(Input records begins)

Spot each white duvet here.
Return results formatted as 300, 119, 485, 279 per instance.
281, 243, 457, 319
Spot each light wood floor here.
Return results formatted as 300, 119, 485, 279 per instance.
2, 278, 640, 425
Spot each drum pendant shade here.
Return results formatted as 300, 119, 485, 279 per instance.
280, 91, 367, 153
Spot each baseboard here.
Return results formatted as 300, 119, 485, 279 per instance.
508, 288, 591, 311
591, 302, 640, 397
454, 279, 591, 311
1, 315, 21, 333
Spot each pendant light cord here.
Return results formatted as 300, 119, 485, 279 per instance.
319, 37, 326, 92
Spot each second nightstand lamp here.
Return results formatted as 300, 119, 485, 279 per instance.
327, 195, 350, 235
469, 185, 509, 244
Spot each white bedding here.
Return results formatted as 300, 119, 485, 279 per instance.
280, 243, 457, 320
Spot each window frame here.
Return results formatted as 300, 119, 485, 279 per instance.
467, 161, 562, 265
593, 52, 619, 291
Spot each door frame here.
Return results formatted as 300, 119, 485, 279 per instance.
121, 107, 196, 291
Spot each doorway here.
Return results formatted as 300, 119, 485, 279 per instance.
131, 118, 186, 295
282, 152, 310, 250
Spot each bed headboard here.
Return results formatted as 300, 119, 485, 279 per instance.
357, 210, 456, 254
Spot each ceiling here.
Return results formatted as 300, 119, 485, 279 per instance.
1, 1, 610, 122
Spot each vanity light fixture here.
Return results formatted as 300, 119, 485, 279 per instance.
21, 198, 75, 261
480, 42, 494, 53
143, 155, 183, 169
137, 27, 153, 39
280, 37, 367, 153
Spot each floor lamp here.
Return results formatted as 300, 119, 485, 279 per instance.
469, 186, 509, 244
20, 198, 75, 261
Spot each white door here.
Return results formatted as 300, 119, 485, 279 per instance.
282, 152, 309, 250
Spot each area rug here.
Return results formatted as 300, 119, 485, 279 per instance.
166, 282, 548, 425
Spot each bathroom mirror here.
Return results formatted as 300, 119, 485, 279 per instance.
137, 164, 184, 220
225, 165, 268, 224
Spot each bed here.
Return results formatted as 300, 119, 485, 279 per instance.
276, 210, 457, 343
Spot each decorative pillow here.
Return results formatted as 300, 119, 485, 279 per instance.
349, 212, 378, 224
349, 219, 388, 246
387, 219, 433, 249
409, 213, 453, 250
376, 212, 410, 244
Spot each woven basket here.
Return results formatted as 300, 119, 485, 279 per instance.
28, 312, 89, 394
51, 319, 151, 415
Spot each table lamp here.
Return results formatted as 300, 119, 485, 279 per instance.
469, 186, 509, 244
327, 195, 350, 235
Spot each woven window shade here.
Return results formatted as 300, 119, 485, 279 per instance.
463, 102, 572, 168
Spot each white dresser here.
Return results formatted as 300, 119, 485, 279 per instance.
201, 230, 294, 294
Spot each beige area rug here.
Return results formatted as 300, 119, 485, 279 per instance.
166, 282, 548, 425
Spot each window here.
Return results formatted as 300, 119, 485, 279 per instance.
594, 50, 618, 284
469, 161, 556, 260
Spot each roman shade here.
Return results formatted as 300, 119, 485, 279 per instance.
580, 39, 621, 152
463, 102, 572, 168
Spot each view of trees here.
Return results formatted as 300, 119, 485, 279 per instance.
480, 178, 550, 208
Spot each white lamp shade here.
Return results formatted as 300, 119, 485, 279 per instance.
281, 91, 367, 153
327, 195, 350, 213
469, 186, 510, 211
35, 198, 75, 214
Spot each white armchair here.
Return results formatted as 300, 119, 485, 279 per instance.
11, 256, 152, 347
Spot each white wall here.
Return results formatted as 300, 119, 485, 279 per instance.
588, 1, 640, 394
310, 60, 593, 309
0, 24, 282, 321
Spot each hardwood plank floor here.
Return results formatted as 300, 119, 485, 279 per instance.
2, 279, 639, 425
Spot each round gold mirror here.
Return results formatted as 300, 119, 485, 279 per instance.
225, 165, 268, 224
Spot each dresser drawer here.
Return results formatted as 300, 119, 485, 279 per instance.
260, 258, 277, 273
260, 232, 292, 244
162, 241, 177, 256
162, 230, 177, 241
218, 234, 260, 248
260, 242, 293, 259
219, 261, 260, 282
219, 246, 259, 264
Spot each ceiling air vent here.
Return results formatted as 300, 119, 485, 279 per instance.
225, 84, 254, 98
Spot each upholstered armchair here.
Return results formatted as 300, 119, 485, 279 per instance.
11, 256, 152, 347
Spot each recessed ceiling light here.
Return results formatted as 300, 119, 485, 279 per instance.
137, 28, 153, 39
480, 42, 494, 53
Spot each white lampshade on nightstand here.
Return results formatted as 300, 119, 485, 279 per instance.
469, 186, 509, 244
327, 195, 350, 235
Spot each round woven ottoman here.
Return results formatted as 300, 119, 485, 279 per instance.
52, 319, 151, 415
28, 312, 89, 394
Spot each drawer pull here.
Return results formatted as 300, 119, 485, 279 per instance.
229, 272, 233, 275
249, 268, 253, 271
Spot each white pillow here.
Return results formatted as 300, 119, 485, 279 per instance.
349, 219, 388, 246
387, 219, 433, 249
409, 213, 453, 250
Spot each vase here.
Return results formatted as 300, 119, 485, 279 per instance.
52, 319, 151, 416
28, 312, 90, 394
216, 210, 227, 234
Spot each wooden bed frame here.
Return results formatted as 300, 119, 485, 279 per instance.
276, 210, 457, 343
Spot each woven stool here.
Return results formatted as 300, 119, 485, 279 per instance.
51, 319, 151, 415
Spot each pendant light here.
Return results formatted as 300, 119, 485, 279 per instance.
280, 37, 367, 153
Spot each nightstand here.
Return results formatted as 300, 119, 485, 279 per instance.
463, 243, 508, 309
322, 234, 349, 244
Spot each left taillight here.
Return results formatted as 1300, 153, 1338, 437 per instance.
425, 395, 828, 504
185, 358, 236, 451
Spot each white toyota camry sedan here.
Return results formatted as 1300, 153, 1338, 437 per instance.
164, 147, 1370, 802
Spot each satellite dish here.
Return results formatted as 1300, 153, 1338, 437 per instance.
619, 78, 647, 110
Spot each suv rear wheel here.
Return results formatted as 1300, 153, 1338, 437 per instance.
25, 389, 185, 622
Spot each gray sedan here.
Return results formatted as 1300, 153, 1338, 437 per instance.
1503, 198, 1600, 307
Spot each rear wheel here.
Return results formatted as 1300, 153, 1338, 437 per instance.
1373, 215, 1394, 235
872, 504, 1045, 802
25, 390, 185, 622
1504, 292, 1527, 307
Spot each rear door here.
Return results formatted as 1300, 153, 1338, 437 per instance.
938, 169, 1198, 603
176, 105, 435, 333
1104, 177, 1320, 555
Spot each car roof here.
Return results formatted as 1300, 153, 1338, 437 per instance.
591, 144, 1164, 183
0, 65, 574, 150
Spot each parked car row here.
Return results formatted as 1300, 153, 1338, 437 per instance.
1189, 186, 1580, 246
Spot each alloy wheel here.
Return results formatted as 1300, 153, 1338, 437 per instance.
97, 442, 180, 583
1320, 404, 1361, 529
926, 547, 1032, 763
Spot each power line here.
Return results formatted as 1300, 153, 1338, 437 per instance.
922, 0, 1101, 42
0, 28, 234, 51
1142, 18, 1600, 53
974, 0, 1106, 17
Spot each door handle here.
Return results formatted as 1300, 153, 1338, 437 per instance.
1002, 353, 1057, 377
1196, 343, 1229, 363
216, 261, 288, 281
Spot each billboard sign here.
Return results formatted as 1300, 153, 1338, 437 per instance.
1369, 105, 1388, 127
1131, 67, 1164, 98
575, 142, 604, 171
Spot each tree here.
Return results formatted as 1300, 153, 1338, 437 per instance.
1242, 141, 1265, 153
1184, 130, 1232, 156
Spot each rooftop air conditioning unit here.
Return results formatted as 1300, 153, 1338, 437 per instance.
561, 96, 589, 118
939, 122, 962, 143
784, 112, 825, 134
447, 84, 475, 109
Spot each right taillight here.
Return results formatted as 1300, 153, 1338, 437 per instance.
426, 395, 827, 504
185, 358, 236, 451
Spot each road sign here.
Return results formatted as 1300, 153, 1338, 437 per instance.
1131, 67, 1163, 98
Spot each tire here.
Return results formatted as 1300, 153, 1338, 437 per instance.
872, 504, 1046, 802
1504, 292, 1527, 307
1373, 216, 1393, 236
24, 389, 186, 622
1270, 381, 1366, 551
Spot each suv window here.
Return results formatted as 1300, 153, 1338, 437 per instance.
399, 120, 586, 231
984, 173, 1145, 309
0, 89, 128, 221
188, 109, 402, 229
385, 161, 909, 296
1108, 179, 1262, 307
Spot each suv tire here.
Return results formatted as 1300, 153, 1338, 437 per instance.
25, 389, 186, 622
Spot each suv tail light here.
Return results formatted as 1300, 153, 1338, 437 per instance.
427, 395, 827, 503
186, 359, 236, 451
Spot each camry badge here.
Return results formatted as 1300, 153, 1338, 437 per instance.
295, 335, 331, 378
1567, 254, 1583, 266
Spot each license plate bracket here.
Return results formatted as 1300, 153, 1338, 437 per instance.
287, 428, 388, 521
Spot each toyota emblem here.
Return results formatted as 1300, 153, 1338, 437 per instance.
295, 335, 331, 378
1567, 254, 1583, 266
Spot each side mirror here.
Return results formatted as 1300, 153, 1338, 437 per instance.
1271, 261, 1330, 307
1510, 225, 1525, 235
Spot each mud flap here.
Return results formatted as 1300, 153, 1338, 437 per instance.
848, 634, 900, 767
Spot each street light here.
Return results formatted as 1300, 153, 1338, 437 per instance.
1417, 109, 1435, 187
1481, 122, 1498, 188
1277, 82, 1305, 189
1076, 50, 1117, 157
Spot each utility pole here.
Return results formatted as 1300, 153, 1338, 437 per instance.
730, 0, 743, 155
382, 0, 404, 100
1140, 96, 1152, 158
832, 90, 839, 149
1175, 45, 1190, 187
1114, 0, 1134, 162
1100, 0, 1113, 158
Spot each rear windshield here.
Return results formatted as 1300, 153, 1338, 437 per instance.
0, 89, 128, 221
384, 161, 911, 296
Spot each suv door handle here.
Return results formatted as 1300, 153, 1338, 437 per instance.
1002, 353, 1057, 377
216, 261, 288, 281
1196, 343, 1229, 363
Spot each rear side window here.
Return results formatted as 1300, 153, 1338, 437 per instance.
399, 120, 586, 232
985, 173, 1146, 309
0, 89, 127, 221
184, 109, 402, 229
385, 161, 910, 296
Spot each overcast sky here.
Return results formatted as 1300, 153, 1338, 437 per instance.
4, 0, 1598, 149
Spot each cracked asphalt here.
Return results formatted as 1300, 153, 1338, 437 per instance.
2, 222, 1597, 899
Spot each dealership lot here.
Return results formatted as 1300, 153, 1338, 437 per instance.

(Input records ends)

• [Task to complete]: Among the lines above, count those that include the word "pendant". Give only the result.

• [Answer space]: 3